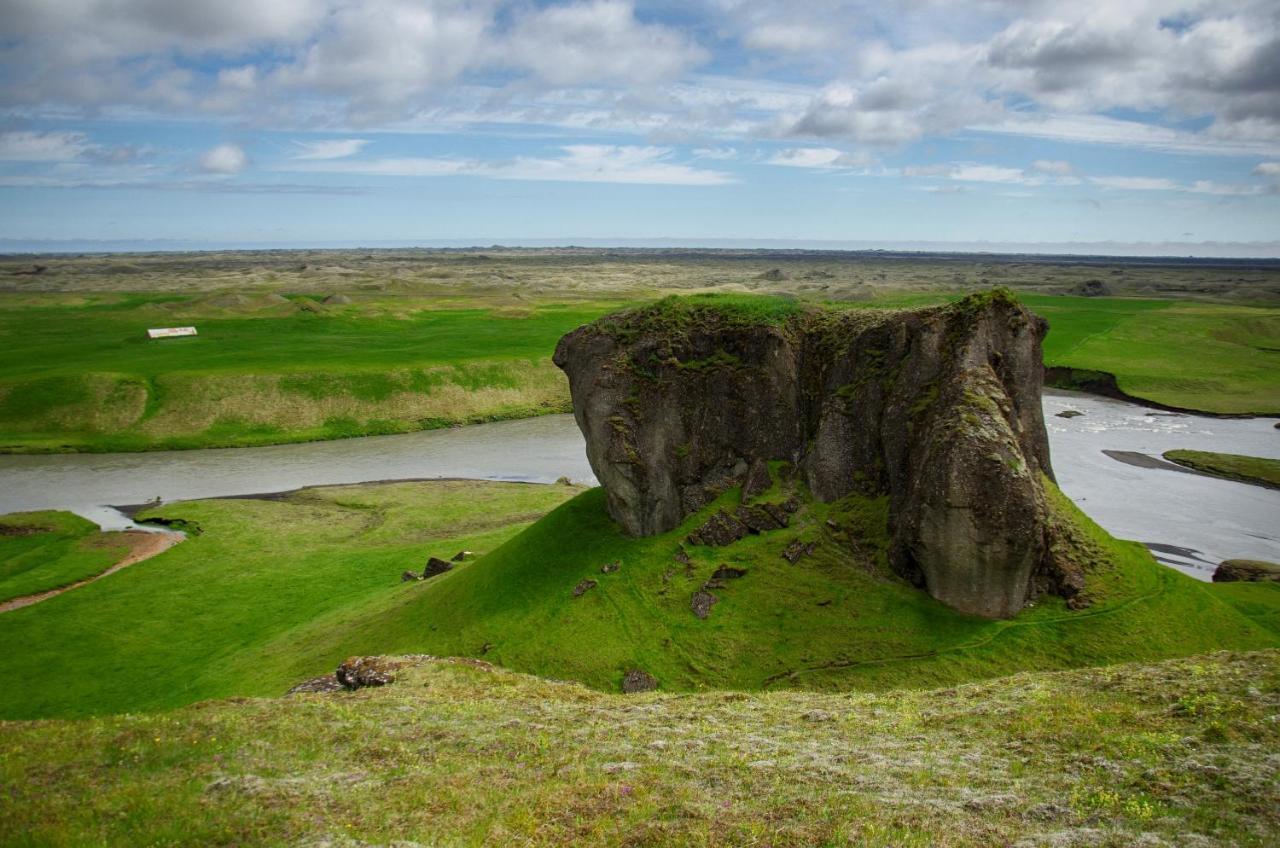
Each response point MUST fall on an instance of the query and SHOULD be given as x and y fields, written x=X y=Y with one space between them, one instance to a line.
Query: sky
x=1146 y=124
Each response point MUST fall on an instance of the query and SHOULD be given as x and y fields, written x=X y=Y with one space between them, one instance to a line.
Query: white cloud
x=787 y=37
x=716 y=154
x=598 y=41
x=330 y=147
x=1054 y=167
x=579 y=163
x=42 y=146
x=224 y=159
x=1136 y=183
x=818 y=158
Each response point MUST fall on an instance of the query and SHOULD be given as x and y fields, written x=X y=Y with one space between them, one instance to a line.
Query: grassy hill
x=48 y=550
x=272 y=592
x=302 y=355
x=462 y=753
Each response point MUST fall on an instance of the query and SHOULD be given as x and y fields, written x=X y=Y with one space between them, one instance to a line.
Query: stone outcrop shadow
x=936 y=407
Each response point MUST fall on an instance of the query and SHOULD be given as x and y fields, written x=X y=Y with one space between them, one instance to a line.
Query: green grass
x=85 y=377
x=1233 y=466
x=1201 y=356
x=42 y=551
x=1178 y=752
x=273 y=592
x=215 y=615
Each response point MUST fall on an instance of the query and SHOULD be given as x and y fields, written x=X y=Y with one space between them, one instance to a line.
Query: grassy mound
x=1179 y=752
x=48 y=550
x=821 y=623
x=273 y=592
x=1232 y=466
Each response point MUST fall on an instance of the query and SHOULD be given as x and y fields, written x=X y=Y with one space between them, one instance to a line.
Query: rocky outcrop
x=937 y=407
x=1247 y=571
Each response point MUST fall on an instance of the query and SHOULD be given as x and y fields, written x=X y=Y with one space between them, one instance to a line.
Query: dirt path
x=144 y=547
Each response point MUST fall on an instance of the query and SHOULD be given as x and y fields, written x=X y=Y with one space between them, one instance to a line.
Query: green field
x=42 y=551
x=1174 y=753
x=273 y=592
x=301 y=346
x=1232 y=466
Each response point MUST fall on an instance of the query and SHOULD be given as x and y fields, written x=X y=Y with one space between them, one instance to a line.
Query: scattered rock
x=357 y=673
x=327 y=683
x=435 y=566
x=702 y=603
x=1092 y=288
x=758 y=519
x=758 y=479
x=636 y=680
x=718 y=530
x=798 y=550
x=1247 y=571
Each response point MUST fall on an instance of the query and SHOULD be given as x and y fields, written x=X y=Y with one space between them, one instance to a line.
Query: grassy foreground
x=1233 y=466
x=461 y=753
x=42 y=551
x=297 y=346
x=273 y=592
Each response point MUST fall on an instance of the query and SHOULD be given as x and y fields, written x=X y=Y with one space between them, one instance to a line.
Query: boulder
x=357 y=673
x=1247 y=571
x=937 y=409
x=434 y=566
x=636 y=680
x=702 y=603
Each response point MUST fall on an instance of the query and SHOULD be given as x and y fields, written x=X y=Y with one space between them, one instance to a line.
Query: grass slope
x=211 y=616
x=1179 y=752
x=1233 y=466
x=273 y=592
x=85 y=377
x=818 y=624
x=78 y=374
x=42 y=551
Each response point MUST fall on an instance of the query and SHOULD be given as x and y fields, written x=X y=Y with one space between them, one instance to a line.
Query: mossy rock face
x=1247 y=571
x=937 y=409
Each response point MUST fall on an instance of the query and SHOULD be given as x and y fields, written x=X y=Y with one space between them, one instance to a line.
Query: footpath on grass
x=144 y=546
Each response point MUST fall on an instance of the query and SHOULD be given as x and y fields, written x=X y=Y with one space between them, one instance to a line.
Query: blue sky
x=325 y=122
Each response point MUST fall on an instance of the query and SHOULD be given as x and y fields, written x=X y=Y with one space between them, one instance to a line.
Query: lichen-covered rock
x=357 y=673
x=1247 y=571
x=636 y=680
x=937 y=407
x=435 y=566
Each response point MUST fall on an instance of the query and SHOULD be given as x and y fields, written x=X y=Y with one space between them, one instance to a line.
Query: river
x=1189 y=521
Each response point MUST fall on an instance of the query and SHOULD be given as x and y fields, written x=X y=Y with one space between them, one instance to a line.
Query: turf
x=273 y=592
x=42 y=551
x=426 y=340
x=1233 y=466
x=1179 y=752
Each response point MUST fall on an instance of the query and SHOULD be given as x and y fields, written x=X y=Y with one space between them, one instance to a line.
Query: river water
x=1191 y=521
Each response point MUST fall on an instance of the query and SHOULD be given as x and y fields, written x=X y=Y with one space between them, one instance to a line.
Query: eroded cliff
x=936 y=407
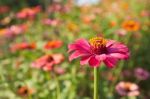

=======

## What you are asked to do
Write out every line of the entries again, replacing each "instance" with "occurrence" and changing nothing else. Leave the pictures out of your answer.

## Worked answer
Each response point MUST fall on an occurrence of the query and SHOULD be given as x and y fields, written x=X y=Y with one space between them, one occurrence to a line.
Query: sky
x=1146 y=124
Each response point MUST fall on an occurrence of the query and SHOULD be given as x and y fields, written x=X y=Y with one space between them, one occurrence to a line.
Query: white cloud
x=787 y=37
x=716 y=154
x=598 y=41
x=330 y=147
x=1054 y=167
x=579 y=163
x=42 y=146
x=224 y=159
x=1136 y=183
x=818 y=158
Each response point MUST fall on an occurrence of the query and SHOULD be given as x and y fields, written x=X y=Y with one space between them, one occurrence to a line.
Query: grassy hill
x=48 y=550
x=272 y=592
x=302 y=355
x=462 y=753
Each response point MUST fall on an occurrence of the query and SHOULD be given as x and y fields, written x=X y=Y with one space between them, one occurrence to a line.
Query: stone outcrop shadow
x=936 y=407
Each response point MUST fall on an occurrence of the query and SHOULD be given as x and y fields, written x=X y=Y with one space between them, one occurrence to a line.
Query: green grass
x=85 y=377
x=1233 y=466
x=1201 y=356
x=42 y=551
x=1178 y=752
x=273 y=592
x=215 y=615
Each response point MUST fall on an occurrence of the query and SHOULD be given as x and y fields, written x=X y=Y with one space between them, one occurrence to a line.
Query: grassy mound
x=1179 y=752
x=48 y=550
x=821 y=623
x=273 y=592
x=1232 y=466
Each response point MUST fall on an occurrence of the query and SHOULD be given as x and y fields, written x=X y=Y with one space between them, one occurrence to a line.
Query: rocky outcrop
x=937 y=407
x=1247 y=571
Each response point MUST fall on an occurrence of the query and SHOULD be given as x and y fields, written x=X y=Y with one space between them, one occurrence to a line.
Query: dirt path
x=144 y=547
Each response point MUST fall on an occurrence of the query and SHOULD be given as x and y fields, written x=X y=Y with one space between them, one occurrence to a line.
Query: green field
x=42 y=551
x=1174 y=753
x=273 y=592
x=301 y=346
x=1232 y=466
Each response point MUST fall on an occurrence of the query and SHOULD be given as x and y fields, written x=X y=Y with one space between them, one occurrence to a line.
Query: scattered rock
x=357 y=673
x=327 y=683
x=435 y=566
x=702 y=603
x=1092 y=288
x=758 y=519
x=758 y=479
x=636 y=680
x=718 y=530
x=798 y=550
x=1247 y=571
Each response point MUST fall on an occurrence of the query and SHOULD be given as x and y fields, written x=X y=Y with one space between them, one occurrence to a line.
Query: grassy foreground
x=1233 y=466
x=461 y=753
x=42 y=551
x=297 y=346
x=273 y=592
Each response point MUST fall on an occurrence of the query and SHOULD be given as x and y fields, written x=X y=Y with one space between them, one occurrence to a line.
Query: boulder
x=357 y=673
x=1247 y=571
x=937 y=409
x=434 y=566
x=636 y=680
x=702 y=603
Each response point MUST fall on an occurrence of the query and SHOULD be given as x and y fields, written x=X y=Y with one space between them, one occurrence to a line.
Query: grass slope
x=211 y=616
x=1179 y=752
x=1233 y=466
x=273 y=592
x=85 y=377
x=818 y=624
x=78 y=374
x=42 y=551
Each response point MUST fall on an occurrence of the query and SHOULD be given as x and y fields, written x=X y=Y with one space between them, one occurrence to a line.
Query: mossy rock face
x=1247 y=571
x=937 y=409
Each response point MUST fall on an occurrence of the query and SHOULD be given as x and y fields, written x=X y=Y with one space between them, one occurrence to a line.
Query: footpath on grass
x=144 y=546
Each response point MUST fall on an occurrence of the query and SHOULD be given as x and y fields, written x=X y=Y with one space between them, one occurrence to a line.
Query: blue sky
x=325 y=122
Each response point MUST fall on an occurrence of the query and SHOULD be given as x and y fields, written x=X y=Y with one space between them, one occurrence to a line.
Query: lichen-covered rock
x=357 y=673
x=1247 y=571
x=636 y=680
x=937 y=407
x=435 y=566
Each response point MUST fall on an occurrence of the query and SHOULD be given as x and y fields, written x=X y=Y with one space between them, one occurrence to a line.
Query: river
x=1189 y=521
Each response point MUST fall on an occurrence of the query and SHOULD be given as x and y fields, written x=X y=Y with one space between them, one occurrence to a line.
Query: turf
x=273 y=592
x=42 y=551
x=426 y=340
x=1233 y=466
x=1179 y=752
Each response point MUST fall on an occurrence of the query and SHOULD be given as x and y fields, written x=X y=Y with one space between them, one occurrence to a line.
Query: river water
x=1191 y=521
Each response point MUST fall on an occurrence of the query and SHOULD be given as x and y fields, written x=X y=Y with one space between them, one occurrence to a line.
Query: eroded cliff
x=936 y=407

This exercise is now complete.